◆ Exercise instructions
Could you repeat every one of the entries below word for word, leaving out the pictures?

[Given data start]

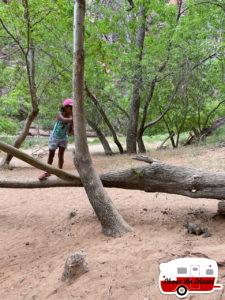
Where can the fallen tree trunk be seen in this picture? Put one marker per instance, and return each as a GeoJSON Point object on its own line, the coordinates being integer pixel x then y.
{"type": "Point", "coordinates": [155, 177]}
{"type": "Point", "coordinates": [36, 163]}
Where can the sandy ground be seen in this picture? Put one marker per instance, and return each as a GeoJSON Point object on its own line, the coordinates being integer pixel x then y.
{"type": "Point", "coordinates": [36, 235]}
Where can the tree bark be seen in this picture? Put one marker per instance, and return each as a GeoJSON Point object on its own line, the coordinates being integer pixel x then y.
{"type": "Point", "coordinates": [101, 136]}
{"type": "Point", "coordinates": [156, 177]}
{"type": "Point", "coordinates": [135, 101]}
{"type": "Point", "coordinates": [111, 221]}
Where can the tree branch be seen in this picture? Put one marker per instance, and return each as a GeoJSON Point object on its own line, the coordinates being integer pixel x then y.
{"type": "Point", "coordinates": [37, 164]}
{"type": "Point", "coordinates": [13, 37]}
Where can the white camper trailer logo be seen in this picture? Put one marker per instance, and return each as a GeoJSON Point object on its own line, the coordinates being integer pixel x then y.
{"type": "Point", "coordinates": [188, 275]}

[Given data end]

◆ Answer below
Where can the fallen tree trunk be seen in this picture? Put one marker per instance, and return each as a GeoJSON Point object on its own line, the coordinates being integer pixel x then y.
{"type": "Point", "coordinates": [155, 177]}
{"type": "Point", "coordinates": [36, 163]}
Where can the sandy ground be seen in this picture? Put one marker per instance, and return each as a GeoJSON Point object on its own line, the coordinates being integer pixel x then y.
{"type": "Point", "coordinates": [36, 235]}
Where can the tree bark be seen in this picture? Put one marker per instance, and return each as a GeoJSON Point object on its own line, the coordinates being integer pixel x then y.
{"type": "Point", "coordinates": [101, 136]}
{"type": "Point", "coordinates": [156, 177]}
{"type": "Point", "coordinates": [135, 101]}
{"type": "Point", "coordinates": [111, 221]}
Where can the tree branch be seen in this picture? Put one marker per instance, and return each as a GeoJSON Point object on its own line, the coordinates being integer pixel x then y.
{"type": "Point", "coordinates": [37, 164]}
{"type": "Point", "coordinates": [13, 37]}
Where can the white camper trailer logo be seen in this picture? Put one marker per instance, and return each as a GeoJSON Point object on its own line, the coordinates being integer pixel x then y.
{"type": "Point", "coordinates": [188, 275]}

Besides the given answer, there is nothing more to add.